— begin Extracted text —

A lot of what you learn as a child carries over into your adult life. You learn how to do something a particular way and it’s the only way you know how to do it. Many people weren’t taught proper organization skills as children. Meaning they have a hard time applying those skills as an adult. That’s why you should teach organizational awareness to children now so it helps them for years to come.

Why is it important to teach organizational awareness to children?

Having strong organizational skills is the foundation for a structured life. When you have a solid set of organizing skills you’re able to prioritize tasks, approach them with confidence, and follow through. Anyone with a little bit of organizational awareness knows this. But few will actually take the necessary steps to improve it.

Why? Because they weren’t taught as children. By the time you’re an adult you’re set in your ways and learning a new skill — which takes time and effort — is not as intriguing as it once was.

But for children, organization plays a huge role in many aspects of their lives. Play, personal management, social interaction, and academic performance are all impacted by their organizational skills. It’s important to note that organizing is not a one size fits all concept. Children, like adults, will need those skills adjusted to fit their specific needs.

— end Extracted text —

(Problems):
**A.** In the passage on teaching children organization, which four parts of a child's life are said to be affected by organizational skills?
**B.** Please continue the passage on teaching children organization, picking up right after its final sentence.

— begin Recorded information —

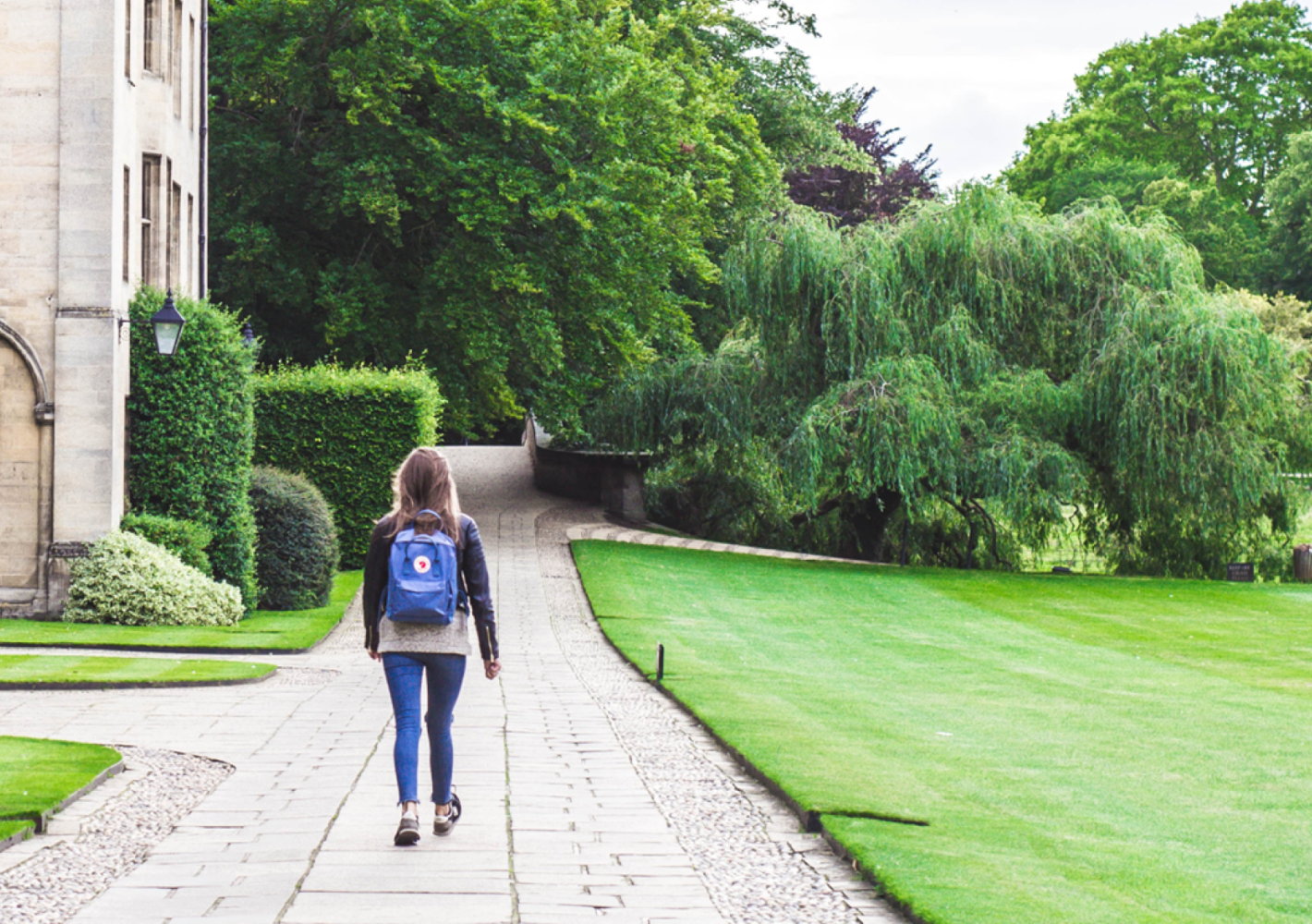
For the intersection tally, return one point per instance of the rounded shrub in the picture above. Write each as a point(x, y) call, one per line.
point(296, 541)
point(130, 581)
point(185, 539)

— end Recorded information —

(Answers below):
**A.** Play, personal management, social interaction, and academic performance.

**B.**
What are some ways you can teach organizational awareness to children?

To-do lists

I know you’ve heard many times over about the power of a good to-do list. It allows you to remember things that need to get done. And it saves you time from trying to remember what needs to get done. Teaching your child to keep a daily to-do list is a great way to start their organizational journey.

Sit down with them every day and write out what they need to accomplish. Then get them in the habit of checking off the task once it’s complete. This will get them excited to cross off tasks as well as feel a sense of accomplishment. Depending on the age or developmental stage of your child, you can also use pictures or drawings instead of words.

Batching tasks

Children are more prone to run around in 20 different directions. It’s their nature. That’s why it’s important to teach them how batching similar tasks can save a ton of time. If your child has chores, express how it’s a good idea to batch similar chores together. For example, they should pick up all their toys before putting them away. There’s nothing worse than thinking you’re done and then finding another six things in another room. This skill will help them notice similar tasks and batch them to conserve energy.


If your child is too young for to-do lists, journaling is a great resource to get them started with. There’s a benefit to writing down things that happened. It preserves memories and releases unwanted thoughts or feelings from your head. They can even journal their to-do list.

Encourage them to not only recap their day but to write down any important things to remember. Do they have a school concert coming up? Have them write it down. Add any tasks associated with it like practicing the song twice a week.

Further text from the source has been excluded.